=== Text passage ===
[Start of section]

2017 HIMSS Conference Review: 5 Key Takeaways

NetgainHealthcare IT

For anyone who has attended the annual HIMSS conference, you know it can be overwhelming. 2017’s HIMSS Annual Conference was no different, with over 40,000 health IT professionals and 1,200+ exhibitors sprawled across what seemed like miles of exhibit hall space at the Orange County Convention Center in Orlando. It was abundantly clear that this year, the healthcare industry is hungry for technology solutions to drive efficiency and improve patient experiences.

Much of the buzz at the event was centered on a handful of core topics, so we wanted to share some of those key takeaways here for those of you who weren’t able to make it out to Orlando this year.

1) Everyone wants the cloud, but they have security concerns around the cloud.

Across all the conversations I had at HIMSS, administrators and IT directors were very interested in capitalizing on the reliability, scalability, flexibility and operational efficiencies of moving their IT to the cloud, but at the same time offered hesitations around compliance and security issues of doing so. There continues to be a bombardment of cyber-attacks in the healthcare space, which makes providers nervous about relying on the hyperscale cloud (like Azure, AWS or Google) to protect their patients’ data. What’s important to note here, and something that we’re passionate about educating on here at Netgain, is that companies like Microsoft, Amazon and Google pour billions of dollars into ensuring that security and compliance measures are met. Can you say the same about your organization’s in-house investments in IT security? What’s more, if you can get indemnification assurances from your vendor(s) in the business associates agreement (BAA), it greatly minimizes your risk and liability in moving your IT to the cloud.

[End of section]

=== Brief 1 ===
Answer these questions using the HIMSS conference review:
(a) How many exhibitors attended the 2017 conference?
(b) In which convention center was the conference held?
(c) What does BAA stand for?
=== Brief 2 ===
Can you set down the HIMSS conference review word for word, between "For anyone who" and "Orlando this year.", inclusive?
=== Brief 3 ===
Can you carry the HIMSS conference review forward from its last sentence?
The records come from a separate source.

=== The data ===
[Start of section]

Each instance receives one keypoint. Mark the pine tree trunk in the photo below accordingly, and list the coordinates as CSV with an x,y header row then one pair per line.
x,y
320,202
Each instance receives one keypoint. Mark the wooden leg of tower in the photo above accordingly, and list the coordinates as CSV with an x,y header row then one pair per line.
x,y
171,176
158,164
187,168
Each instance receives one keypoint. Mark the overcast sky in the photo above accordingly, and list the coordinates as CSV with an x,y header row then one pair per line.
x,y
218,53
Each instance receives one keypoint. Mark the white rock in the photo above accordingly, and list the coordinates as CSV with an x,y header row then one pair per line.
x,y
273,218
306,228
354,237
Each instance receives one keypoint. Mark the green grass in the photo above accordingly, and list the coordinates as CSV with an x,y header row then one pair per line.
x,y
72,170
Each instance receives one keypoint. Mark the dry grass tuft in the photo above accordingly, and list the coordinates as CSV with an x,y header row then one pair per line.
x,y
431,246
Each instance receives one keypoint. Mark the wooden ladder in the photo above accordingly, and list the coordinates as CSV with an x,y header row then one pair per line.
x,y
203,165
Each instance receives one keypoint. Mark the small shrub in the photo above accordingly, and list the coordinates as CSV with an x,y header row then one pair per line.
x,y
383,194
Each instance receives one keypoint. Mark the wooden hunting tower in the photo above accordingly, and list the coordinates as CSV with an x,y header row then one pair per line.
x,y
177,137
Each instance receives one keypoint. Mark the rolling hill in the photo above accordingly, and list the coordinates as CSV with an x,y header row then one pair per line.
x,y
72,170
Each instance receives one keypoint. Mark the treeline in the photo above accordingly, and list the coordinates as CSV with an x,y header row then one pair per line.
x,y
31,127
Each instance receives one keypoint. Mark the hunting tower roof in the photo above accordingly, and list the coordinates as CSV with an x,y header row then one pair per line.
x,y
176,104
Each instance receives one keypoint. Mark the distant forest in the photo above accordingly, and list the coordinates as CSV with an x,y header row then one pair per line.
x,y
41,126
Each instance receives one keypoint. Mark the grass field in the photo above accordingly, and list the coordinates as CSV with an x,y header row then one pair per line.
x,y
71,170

[End of section]

=== Result 1 ===
(a) 1,200+
(b) The Orange County Convention Center in Orlando
(c) Business associates agreement

=== Result 2 ===
For anyone who has attended the annual HIMSS conference, you know it can be overwhelming. 2017’s HIMSS Annual Conference was no different, with over 40,000 health IT professionals and 1,200+ exhibitors sprawled across what seemed like miles of exhibit hall space at the Orange County Convention Center in Orlando. It was abundantly clear that this year, the healthcare industry is hungry for technology solutions to drive efficiency and improve patient experiences.

Much of the buzz at the event was centered on a handful of core topics, so we wanted to share some of those key takeaways here for those of you who weren’t able to make it out to Orlando this year.

=== Result 3 ===
2) Interoperability is tough…

Interoperability, or how well your IT apps communicate with each other (and how well your apps communicate with the apps of another organization), is a newer industry challenge that has developed as more healthcare organizations adopt new technologies and vendors. The challenge is that without standard protocols and technologies to ensure functionality and communication between apps, interoperability remains a long shot. Wouldn’t it be great if your EHR system would seamlessly communicate and integrate with your lab, pharmacy and practice management apps? Your patients want this too, which is why a lot of organizations and vendors are trying to solve the interoperability riddle this year.

3) …and integration solutions are the answer.

There are some promising integration companies that we saw at HIMSS that are working diligently (and some are succeeding) to deliver a semblance of interoperability through their solutions. No one is running away with the solution to interoperability yet, but there are several companies in this space that we’re keeping our eye on. More to come on that in the near future.

4) The Health IT innovation scene is burgeoning.

You could be forgiven if you missed the corner of the exhibit hall that housed the booths for the companies that didn’t have $100K+ to spend on multi-story tradeshow booths. These innovation-focused vendors were tucked away at HIMSS, but should not have been missed. Health IT has long suffered from a lack of motivation to innovate. Organizations are hesitant to switch from the slower-to-innovate legacy vendors that have dominated the space for many years for what seems to be fear of potentially fatal incidences, but the reality is that there are hundreds of companies that are innovating to solve today’s health IT challenges that will fundamentally shift the entire patient-provider-payer relationship within the next 18 months, and those organizations that are resistant to embrace (or at least consider) more innovative solutions are going to get left behind.

5) Artificial intelligence is real.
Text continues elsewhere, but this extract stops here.